## WRITTEN TASK
Everything from the line that holds "Target: green foliage" through the end of the data below should be output exactly, both ends included.

## DATASET RECORDS

━━━

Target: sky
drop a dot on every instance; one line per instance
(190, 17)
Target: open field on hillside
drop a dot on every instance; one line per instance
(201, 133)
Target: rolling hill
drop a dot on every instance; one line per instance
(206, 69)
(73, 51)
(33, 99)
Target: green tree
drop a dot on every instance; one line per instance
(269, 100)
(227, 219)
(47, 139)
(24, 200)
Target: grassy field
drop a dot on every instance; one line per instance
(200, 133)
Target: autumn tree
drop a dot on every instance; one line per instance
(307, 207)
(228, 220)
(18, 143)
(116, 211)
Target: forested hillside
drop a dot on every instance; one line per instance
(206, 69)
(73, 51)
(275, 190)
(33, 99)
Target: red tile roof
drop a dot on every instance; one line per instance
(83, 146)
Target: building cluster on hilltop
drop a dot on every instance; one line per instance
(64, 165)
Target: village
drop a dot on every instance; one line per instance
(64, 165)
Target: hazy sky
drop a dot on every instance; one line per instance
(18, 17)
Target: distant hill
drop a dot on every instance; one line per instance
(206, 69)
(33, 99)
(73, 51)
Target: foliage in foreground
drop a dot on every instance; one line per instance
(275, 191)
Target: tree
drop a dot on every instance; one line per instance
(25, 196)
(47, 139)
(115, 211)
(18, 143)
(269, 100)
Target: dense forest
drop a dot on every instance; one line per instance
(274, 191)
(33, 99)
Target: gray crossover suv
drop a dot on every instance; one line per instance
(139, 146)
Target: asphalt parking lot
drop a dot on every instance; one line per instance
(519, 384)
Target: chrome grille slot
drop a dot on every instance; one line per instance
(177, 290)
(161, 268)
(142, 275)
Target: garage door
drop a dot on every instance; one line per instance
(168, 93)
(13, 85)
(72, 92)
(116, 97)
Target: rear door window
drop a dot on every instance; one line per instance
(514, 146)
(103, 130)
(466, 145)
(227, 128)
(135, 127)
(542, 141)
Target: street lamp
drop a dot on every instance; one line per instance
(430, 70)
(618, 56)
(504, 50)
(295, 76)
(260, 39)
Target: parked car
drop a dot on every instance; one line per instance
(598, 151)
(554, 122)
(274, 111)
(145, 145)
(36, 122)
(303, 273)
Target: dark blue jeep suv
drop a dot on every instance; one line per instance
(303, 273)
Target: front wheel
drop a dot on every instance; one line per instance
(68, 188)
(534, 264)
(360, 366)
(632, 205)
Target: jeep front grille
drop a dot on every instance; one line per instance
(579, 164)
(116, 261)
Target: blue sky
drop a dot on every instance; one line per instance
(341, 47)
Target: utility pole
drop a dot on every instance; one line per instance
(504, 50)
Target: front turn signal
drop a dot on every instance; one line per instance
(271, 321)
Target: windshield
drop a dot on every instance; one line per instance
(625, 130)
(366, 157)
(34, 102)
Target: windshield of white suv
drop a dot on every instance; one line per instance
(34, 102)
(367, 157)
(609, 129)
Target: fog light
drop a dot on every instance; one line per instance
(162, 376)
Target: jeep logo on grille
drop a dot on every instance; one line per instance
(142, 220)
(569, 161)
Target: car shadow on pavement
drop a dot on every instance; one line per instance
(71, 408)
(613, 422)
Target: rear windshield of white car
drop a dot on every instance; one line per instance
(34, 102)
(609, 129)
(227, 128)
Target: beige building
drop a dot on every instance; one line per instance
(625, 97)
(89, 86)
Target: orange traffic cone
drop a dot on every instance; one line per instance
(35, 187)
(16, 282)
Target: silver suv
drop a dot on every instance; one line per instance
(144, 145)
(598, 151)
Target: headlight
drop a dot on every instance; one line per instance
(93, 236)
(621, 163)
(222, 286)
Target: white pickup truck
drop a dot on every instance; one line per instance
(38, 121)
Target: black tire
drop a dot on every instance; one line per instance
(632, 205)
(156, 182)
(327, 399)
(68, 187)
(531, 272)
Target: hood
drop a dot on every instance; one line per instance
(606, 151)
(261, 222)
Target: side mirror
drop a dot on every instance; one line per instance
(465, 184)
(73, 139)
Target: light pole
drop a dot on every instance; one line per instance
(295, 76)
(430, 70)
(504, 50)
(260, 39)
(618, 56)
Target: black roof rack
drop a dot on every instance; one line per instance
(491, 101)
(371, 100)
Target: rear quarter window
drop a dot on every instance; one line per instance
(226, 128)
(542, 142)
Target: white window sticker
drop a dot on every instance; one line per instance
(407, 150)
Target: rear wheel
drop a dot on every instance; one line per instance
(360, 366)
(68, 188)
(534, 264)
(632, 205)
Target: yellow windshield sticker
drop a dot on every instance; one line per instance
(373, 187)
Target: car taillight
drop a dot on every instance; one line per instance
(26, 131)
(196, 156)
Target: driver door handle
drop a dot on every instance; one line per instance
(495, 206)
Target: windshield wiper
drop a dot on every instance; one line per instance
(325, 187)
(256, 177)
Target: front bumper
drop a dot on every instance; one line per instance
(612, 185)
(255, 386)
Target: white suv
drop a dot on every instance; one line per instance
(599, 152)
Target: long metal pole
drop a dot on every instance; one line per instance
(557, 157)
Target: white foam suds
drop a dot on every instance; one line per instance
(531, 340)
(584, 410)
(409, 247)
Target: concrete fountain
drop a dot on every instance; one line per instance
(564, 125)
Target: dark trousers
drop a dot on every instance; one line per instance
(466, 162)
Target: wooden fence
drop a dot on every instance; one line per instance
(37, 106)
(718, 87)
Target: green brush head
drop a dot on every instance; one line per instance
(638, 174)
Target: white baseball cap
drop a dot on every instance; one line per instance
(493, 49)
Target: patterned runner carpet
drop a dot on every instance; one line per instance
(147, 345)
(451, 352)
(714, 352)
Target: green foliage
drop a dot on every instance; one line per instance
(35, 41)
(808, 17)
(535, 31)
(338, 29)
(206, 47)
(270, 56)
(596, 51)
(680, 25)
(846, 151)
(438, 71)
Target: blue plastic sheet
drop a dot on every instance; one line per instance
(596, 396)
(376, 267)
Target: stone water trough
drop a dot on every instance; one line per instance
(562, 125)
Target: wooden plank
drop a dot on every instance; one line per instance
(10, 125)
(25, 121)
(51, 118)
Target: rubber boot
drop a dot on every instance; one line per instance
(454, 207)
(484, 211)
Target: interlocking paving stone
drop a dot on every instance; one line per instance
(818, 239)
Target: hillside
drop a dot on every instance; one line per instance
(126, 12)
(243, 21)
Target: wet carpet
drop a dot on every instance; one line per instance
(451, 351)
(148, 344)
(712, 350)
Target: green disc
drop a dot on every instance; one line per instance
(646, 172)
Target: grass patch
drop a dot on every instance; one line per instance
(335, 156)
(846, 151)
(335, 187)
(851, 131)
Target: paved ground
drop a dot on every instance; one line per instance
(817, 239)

━━━

## REPLY
Target: green foliage
drop a dot on every instance; one line per instance
(35, 41)
(808, 17)
(535, 31)
(338, 29)
(206, 47)
(270, 56)
(596, 51)
(680, 25)
(846, 151)
(438, 71)
Target: blue plastic sheet
drop a dot on every instance; one line per instance
(596, 396)
(376, 267)
Target: stone water trough
drop a dot on every instance; one line per instance
(562, 125)
Target: wooden plank
drop a dot on every instance; one line per instance
(10, 125)
(25, 121)
(51, 118)
Target: rubber boot
drop a dot on every instance; one line per instance
(454, 207)
(484, 211)
Target: interlocking paving stone
drop a dot on every instance; one line per instance
(818, 239)
Target: hillside
drop a dot on every instance; one line per instance
(126, 12)
(243, 21)
Target: wet carpet
drop a dot on every instance; one line per instance
(451, 351)
(148, 344)
(712, 350)
Target: green disc
drop a dot on every instance; one line per instance
(646, 172)
Target: grass patch
drop a dot on every instance; one line per instance
(335, 156)
(846, 151)
(335, 187)
(851, 131)
Target: paved ground
drop a dot on every instance; one line per instance
(817, 239)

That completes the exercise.